→ **The request**:
Reproduce every line of the listing below, starting with the line containing "Target: license plate" and going on through the line containing "x=245, y=267", both included. Keep the requests unchanged, but decrease each answer coordinate by 115.

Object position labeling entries
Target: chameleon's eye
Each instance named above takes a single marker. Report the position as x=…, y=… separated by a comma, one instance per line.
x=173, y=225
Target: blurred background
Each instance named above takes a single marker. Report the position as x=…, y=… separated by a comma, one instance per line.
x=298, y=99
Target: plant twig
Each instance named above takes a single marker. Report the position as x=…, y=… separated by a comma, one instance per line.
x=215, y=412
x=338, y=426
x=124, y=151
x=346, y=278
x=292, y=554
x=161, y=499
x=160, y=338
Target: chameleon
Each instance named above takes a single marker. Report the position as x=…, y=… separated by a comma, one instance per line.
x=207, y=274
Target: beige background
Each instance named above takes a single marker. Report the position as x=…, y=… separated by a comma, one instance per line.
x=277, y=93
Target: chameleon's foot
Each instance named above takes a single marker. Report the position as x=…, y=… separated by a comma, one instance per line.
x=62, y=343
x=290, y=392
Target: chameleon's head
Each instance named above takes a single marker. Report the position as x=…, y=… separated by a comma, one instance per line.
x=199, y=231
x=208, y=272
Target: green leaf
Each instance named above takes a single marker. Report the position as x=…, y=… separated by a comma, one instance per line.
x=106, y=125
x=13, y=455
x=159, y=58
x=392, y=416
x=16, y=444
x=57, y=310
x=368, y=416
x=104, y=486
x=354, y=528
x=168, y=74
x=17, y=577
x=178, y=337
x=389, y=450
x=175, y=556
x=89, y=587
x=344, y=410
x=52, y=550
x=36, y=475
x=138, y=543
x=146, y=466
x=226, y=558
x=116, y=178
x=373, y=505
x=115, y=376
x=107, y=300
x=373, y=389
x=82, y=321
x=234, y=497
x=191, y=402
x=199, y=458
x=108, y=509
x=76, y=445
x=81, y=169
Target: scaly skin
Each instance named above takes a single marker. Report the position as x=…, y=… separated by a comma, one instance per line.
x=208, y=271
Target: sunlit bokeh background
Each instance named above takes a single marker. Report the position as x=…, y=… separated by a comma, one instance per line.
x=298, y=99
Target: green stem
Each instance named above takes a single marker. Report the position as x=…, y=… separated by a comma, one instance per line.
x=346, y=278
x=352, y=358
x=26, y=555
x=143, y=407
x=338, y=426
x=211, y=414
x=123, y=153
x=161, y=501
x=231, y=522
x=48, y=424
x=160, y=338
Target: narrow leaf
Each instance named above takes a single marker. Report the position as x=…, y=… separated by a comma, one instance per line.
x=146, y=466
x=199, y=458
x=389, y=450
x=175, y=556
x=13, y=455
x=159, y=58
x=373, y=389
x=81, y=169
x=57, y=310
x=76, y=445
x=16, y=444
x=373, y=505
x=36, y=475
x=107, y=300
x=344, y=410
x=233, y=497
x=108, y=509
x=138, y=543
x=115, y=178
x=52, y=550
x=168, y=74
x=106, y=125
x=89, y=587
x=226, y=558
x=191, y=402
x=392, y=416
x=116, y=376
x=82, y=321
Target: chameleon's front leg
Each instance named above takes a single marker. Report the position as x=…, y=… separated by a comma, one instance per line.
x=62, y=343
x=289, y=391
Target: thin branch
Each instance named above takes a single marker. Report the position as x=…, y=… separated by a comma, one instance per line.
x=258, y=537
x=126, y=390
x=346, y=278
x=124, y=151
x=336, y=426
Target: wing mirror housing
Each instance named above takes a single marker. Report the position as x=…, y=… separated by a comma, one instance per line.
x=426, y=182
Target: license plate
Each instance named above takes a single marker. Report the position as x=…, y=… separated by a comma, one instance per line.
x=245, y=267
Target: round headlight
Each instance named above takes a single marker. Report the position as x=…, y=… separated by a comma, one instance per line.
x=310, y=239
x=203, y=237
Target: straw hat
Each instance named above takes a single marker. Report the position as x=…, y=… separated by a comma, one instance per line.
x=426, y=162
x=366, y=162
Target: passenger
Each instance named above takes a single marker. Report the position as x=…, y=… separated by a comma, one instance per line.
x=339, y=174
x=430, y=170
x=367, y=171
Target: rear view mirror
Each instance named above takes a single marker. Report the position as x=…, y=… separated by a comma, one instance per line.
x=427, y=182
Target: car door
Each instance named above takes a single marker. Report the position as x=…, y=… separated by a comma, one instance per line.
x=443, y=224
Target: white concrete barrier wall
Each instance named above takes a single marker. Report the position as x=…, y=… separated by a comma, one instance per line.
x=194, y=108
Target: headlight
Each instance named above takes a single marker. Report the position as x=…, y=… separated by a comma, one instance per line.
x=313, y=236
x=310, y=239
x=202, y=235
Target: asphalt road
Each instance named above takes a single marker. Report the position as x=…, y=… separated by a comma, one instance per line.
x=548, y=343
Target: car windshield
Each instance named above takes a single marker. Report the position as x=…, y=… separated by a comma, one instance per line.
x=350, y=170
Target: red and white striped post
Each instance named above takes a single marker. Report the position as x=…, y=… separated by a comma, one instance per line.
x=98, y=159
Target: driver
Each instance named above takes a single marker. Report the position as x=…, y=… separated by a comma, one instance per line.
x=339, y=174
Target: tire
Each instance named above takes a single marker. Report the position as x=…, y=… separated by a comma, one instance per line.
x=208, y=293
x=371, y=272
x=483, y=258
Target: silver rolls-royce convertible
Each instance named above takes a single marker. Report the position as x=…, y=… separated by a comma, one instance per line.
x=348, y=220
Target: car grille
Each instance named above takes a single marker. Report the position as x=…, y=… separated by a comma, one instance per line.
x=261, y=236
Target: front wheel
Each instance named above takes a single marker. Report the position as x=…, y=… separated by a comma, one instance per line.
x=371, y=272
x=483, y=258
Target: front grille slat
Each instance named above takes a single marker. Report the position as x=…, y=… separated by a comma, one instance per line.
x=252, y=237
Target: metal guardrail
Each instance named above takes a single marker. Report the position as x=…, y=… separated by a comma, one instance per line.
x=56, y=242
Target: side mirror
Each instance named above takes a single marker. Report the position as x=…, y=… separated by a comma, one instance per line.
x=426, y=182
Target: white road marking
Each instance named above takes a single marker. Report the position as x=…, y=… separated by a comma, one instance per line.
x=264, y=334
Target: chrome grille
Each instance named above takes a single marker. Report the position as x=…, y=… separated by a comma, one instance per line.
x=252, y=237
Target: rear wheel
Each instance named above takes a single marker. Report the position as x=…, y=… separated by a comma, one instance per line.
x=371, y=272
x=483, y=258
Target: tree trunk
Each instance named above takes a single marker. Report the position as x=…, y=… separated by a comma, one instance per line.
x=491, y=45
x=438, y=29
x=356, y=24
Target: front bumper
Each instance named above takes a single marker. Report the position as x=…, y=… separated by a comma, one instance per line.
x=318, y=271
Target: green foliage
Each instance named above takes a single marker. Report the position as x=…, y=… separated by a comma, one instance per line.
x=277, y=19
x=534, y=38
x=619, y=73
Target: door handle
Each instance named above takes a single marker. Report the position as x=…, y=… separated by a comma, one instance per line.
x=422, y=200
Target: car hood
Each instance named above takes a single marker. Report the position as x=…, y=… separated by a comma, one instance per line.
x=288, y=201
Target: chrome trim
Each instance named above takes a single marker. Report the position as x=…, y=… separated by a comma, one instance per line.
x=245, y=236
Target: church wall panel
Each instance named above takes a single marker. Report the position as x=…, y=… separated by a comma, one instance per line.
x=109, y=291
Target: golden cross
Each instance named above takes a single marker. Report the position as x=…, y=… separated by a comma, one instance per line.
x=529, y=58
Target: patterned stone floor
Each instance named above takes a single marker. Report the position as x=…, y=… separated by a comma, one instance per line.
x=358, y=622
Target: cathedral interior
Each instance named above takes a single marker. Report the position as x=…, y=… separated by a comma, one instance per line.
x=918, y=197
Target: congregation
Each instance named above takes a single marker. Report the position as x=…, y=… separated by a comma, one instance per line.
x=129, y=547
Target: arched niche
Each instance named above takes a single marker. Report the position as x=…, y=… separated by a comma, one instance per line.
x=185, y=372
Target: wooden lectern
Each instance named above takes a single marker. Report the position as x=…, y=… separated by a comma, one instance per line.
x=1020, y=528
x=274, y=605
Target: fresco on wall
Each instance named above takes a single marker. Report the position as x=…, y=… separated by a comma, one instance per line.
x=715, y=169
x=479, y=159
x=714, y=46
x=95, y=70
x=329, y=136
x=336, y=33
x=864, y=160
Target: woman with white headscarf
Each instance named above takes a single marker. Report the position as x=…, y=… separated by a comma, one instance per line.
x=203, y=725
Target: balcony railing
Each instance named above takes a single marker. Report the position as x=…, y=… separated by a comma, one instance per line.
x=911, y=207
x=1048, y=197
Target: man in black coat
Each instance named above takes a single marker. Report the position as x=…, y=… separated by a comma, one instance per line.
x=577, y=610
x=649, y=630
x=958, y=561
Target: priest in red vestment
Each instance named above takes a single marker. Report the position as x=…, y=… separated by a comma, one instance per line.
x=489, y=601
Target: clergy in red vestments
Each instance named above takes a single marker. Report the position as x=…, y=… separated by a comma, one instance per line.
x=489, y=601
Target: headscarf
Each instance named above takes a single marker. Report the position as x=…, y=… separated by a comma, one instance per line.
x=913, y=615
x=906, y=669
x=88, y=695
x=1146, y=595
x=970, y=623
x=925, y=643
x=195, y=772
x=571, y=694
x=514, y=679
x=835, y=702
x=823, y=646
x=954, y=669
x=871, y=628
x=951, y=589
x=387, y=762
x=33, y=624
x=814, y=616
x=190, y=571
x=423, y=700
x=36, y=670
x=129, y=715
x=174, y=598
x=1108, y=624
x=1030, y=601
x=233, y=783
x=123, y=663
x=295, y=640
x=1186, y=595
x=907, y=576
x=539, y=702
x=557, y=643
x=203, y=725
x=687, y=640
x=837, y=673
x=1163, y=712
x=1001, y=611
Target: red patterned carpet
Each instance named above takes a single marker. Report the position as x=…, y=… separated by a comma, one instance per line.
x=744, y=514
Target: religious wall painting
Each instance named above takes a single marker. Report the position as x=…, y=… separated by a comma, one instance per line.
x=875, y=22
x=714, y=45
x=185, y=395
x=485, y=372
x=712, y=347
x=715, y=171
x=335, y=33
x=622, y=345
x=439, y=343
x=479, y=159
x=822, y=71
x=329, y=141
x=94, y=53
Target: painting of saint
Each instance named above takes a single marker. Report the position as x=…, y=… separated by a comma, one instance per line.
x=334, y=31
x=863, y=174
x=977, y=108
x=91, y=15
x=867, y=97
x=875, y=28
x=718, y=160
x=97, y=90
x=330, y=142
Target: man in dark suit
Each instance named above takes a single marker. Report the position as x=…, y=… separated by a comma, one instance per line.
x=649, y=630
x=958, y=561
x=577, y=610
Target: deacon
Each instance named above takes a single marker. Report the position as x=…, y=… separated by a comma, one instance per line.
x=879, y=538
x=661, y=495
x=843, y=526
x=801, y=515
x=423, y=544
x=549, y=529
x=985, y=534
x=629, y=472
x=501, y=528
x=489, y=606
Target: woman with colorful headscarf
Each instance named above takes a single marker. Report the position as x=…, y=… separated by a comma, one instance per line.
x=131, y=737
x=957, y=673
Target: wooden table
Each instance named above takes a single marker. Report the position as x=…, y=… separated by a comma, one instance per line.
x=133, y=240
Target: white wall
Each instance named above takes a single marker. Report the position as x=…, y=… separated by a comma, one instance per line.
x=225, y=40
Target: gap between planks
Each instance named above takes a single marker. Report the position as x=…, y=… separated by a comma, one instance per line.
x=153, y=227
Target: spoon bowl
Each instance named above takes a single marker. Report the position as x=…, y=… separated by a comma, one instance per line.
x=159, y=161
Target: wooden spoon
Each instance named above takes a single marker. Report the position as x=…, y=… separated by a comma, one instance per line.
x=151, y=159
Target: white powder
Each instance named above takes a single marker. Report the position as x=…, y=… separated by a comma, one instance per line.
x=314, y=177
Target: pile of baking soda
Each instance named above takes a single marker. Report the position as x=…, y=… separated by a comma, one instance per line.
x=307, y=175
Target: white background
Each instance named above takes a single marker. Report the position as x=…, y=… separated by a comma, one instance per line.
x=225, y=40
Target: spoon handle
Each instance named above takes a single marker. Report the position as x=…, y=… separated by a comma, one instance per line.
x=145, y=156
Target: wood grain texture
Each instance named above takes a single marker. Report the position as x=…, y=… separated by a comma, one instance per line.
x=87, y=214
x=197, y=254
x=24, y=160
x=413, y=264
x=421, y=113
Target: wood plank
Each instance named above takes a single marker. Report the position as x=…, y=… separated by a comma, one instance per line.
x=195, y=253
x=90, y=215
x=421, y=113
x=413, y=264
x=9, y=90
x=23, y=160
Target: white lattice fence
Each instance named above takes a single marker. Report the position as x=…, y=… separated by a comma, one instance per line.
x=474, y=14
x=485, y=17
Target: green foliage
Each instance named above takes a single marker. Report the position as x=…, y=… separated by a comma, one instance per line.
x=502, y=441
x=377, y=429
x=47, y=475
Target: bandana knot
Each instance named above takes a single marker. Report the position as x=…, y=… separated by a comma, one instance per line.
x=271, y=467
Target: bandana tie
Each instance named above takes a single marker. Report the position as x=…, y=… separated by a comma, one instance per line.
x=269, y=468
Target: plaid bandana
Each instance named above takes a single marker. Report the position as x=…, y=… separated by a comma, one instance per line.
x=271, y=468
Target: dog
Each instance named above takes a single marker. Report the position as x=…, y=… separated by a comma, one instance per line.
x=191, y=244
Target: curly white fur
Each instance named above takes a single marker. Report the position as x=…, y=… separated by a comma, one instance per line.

→ **Task response**:
Target: license plate
Each instance named above takes a single marker. Report the position as x=…, y=… separated by a comma, one instance per line.
x=130, y=152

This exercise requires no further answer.